Written request: Please extract every line of the records below and reproduce each one unchanged.

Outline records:

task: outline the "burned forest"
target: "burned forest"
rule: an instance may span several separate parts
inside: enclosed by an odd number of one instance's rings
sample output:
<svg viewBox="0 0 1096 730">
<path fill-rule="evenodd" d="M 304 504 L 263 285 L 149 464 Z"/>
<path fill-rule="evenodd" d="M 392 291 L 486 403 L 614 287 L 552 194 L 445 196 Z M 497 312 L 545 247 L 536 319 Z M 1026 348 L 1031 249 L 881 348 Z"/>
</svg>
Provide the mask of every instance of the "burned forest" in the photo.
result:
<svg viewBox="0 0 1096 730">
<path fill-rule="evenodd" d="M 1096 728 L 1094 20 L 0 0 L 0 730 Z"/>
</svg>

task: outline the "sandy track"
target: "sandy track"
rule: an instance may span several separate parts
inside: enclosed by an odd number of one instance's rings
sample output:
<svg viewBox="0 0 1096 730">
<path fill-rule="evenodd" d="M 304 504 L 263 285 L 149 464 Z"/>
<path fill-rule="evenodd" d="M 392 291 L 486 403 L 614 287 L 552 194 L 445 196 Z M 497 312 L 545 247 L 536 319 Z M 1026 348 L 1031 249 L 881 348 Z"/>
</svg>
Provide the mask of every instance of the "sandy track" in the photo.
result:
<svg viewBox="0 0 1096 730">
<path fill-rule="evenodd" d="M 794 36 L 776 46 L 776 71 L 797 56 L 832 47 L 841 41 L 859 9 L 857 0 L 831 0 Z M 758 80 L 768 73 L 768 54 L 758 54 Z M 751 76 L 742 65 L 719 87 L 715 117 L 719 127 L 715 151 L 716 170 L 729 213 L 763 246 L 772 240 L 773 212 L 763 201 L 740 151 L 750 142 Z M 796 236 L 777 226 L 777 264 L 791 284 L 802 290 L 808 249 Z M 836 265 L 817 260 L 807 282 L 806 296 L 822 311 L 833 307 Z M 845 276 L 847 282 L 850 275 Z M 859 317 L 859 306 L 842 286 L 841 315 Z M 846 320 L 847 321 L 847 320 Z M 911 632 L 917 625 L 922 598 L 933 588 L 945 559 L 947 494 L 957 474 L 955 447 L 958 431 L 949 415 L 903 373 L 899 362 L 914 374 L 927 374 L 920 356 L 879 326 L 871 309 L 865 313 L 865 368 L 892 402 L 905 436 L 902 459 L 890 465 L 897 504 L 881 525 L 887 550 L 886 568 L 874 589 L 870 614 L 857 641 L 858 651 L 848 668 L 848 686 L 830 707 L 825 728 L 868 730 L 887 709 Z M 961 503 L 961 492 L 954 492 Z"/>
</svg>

Task answer:
task: outline the "burned forest"
target: "burned forest"
rule: an instance may span several separate parts
inside: enclosed by an odd number of one instance's rings
sample output:
<svg viewBox="0 0 1096 730">
<path fill-rule="evenodd" d="M 304 504 L 263 285 L 149 464 Z"/>
<path fill-rule="evenodd" d="M 392 291 L 486 403 L 614 287 L 552 194 L 445 196 Z M 497 312 L 545 247 L 536 319 Z M 1026 348 L 1031 249 L 881 348 Z"/>
</svg>
Provide the mask of every instance of the "burned forest" in the photo.
result:
<svg viewBox="0 0 1096 730">
<path fill-rule="evenodd" d="M 1096 728 L 1094 20 L 0 0 L 0 730 Z"/>
</svg>

task: outline the "sandy track"
target: "sandy track"
rule: an instance may span several separate parts
inside: enclosed by an odd number of one instance's rings
sample output:
<svg viewBox="0 0 1096 730">
<path fill-rule="evenodd" d="M 304 504 L 263 285 L 149 464 Z"/>
<path fill-rule="evenodd" d="M 392 291 L 486 403 L 614 287 L 552 194 L 445 196 Z M 497 312 L 545 247 L 536 319 Z M 1026 348 L 1031 249 L 881 348 Z"/>
</svg>
Provide the mask of every instance of the "sandy track" in the photo.
result:
<svg viewBox="0 0 1096 730">
<path fill-rule="evenodd" d="M 794 36 L 776 46 L 776 71 L 797 56 L 832 47 L 841 41 L 859 9 L 857 0 L 831 0 Z M 758 80 L 768 73 L 768 54 L 758 54 Z M 751 76 L 742 65 L 719 87 L 715 117 L 719 127 L 715 151 L 716 170 L 729 213 L 763 246 L 772 240 L 773 212 L 763 201 L 740 151 L 750 142 Z M 796 236 L 777 226 L 777 264 L 791 284 L 802 290 L 808 249 Z M 836 265 L 817 260 L 807 282 L 806 296 L 822 311 L 833 307 Z M 845 276 L 847 282 L 850 275 Z M 859 317 L 859 306 L 842 286 L 841 315 Z M 846 320 L 847 321 L 847 320 Z M 911 632 L 917 625 L 922 598 L 933 588 L 945 559 L 947 494 L 957 474 L 955 447 L 958 431 L 949 415 L 903 373 L 899 362 L 914 374 L 927 374 L 920 356 L 879 326 L 871 309 L 865 313 L 865 368 L 892 402 L 905 436 L 902 459 L 890 465 L 897 504 L 881 525 L 887 550 L 886 568 L 874 589 L 870 614 L 857 641 L 858 651 L 848 668 L 848 686 L 830 707 L 825 728 L 868 730 L 887 709 Z M 961 503 L 961 492 L 954 492 Z"/>
</svg>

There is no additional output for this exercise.